**WHAT IS EXPECTED**
Report back every line in the data that includes the string "pixel".

'''

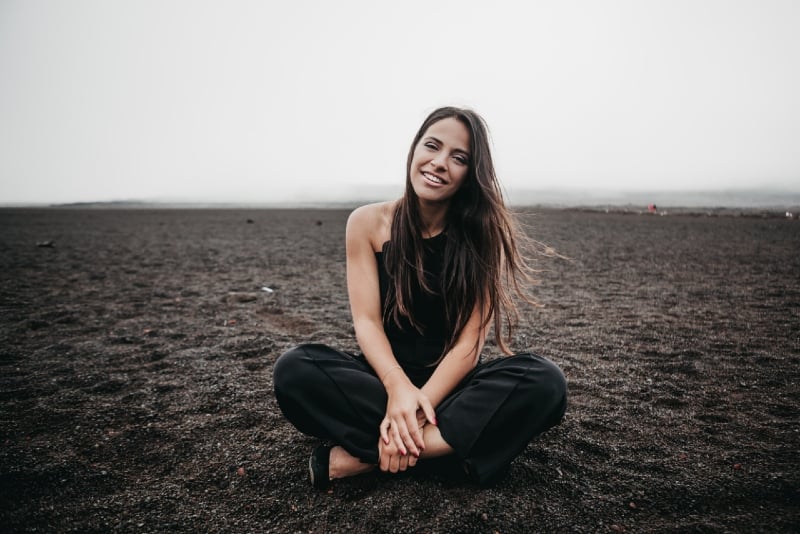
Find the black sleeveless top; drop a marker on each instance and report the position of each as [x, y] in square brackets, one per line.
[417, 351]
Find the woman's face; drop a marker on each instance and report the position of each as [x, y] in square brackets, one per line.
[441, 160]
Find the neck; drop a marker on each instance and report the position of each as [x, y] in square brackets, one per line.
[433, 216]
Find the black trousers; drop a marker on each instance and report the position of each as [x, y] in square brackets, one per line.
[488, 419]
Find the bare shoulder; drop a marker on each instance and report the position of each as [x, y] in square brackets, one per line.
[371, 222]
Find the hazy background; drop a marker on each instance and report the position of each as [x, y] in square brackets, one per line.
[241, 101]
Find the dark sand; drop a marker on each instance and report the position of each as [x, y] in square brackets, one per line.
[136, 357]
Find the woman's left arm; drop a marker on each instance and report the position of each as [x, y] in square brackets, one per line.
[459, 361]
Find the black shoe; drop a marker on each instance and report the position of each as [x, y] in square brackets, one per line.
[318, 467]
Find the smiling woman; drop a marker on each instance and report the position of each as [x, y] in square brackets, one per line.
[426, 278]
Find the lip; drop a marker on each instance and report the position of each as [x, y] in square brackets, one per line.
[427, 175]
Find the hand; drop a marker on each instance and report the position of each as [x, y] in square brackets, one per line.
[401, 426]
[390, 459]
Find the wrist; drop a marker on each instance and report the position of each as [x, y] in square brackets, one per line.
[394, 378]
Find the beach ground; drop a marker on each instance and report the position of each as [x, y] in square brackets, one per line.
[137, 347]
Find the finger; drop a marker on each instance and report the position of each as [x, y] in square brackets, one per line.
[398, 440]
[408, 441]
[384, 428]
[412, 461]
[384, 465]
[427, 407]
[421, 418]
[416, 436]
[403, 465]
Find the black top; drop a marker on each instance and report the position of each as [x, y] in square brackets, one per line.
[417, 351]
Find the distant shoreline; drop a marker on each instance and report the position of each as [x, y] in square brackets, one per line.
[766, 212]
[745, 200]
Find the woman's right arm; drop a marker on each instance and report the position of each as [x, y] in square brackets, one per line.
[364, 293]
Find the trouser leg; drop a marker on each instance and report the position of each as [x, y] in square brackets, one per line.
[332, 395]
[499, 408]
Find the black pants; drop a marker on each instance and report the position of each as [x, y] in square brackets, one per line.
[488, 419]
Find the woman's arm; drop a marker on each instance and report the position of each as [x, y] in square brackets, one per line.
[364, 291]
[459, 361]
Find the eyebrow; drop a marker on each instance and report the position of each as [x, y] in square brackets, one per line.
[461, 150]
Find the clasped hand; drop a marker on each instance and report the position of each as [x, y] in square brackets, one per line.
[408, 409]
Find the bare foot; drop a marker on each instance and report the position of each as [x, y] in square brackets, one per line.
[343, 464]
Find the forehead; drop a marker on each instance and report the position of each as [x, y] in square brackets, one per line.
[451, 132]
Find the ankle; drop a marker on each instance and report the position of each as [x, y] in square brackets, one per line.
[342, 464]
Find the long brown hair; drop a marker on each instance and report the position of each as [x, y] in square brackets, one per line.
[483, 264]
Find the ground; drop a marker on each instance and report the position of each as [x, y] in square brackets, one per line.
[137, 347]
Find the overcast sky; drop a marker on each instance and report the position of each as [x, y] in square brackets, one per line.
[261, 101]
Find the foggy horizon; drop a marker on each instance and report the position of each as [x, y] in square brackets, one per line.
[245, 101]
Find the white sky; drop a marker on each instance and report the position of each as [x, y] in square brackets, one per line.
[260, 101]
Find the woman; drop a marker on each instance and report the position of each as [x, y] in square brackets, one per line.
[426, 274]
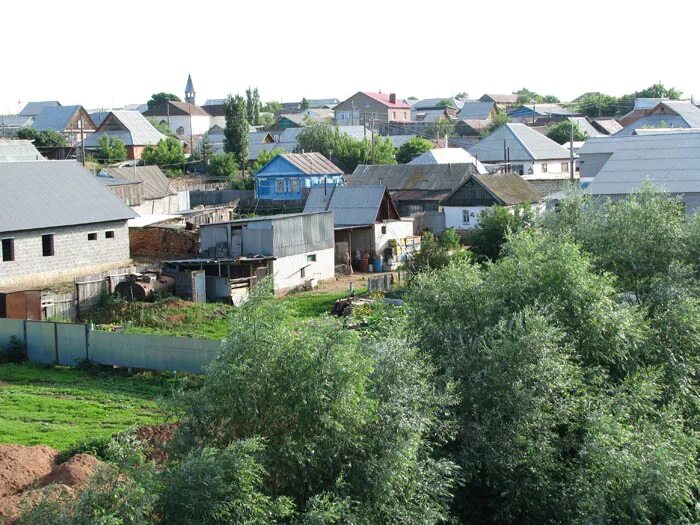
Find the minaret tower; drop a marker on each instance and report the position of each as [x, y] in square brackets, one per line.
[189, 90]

'''
'''

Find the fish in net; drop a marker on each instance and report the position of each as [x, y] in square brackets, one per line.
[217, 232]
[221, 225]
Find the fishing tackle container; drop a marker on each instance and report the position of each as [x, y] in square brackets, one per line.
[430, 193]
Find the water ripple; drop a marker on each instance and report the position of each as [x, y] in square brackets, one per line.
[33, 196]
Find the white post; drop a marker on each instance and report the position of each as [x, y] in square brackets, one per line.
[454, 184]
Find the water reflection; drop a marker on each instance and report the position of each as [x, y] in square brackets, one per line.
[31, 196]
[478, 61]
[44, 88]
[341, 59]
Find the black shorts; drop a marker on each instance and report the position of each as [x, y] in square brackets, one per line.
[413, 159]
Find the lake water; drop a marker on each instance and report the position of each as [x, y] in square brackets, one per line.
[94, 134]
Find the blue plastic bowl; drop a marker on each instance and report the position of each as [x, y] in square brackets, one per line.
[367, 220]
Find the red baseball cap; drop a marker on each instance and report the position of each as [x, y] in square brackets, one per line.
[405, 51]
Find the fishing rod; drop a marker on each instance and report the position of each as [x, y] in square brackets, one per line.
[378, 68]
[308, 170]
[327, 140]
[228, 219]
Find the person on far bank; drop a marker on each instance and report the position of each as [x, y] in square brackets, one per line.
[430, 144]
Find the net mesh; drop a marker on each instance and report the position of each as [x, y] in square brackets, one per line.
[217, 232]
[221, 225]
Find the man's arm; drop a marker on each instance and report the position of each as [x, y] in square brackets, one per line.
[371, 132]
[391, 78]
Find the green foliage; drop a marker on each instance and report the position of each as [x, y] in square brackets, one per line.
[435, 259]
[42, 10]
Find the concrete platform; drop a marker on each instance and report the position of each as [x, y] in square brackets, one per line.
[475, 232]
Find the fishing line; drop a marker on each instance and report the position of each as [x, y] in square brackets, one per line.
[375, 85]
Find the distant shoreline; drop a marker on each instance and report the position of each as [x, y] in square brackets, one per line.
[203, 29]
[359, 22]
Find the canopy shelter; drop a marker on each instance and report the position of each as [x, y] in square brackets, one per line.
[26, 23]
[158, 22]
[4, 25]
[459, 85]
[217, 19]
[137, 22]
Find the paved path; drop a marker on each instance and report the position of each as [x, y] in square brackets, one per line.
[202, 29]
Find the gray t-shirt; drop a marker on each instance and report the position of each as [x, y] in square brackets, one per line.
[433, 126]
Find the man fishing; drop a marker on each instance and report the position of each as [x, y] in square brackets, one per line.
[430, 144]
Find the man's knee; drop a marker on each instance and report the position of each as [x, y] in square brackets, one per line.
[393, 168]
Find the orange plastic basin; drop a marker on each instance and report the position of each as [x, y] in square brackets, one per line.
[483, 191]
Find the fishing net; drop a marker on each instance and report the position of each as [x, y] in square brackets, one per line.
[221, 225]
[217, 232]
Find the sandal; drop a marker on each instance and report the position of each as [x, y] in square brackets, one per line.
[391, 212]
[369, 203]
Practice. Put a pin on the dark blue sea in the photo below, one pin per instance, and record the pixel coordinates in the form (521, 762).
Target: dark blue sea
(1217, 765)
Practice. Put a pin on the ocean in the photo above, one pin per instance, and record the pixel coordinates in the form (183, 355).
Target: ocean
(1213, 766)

'''

**EXERCISE RESULT**
Practice. Put a pin on the dark blue sea in the photo below, one pin per instance, and record the pixel coordinates in the form (521, 762).
Practice. Put a pin on the ocean in the photo above, one pin per instance, and record the pixel coordinates in the form (183, 355).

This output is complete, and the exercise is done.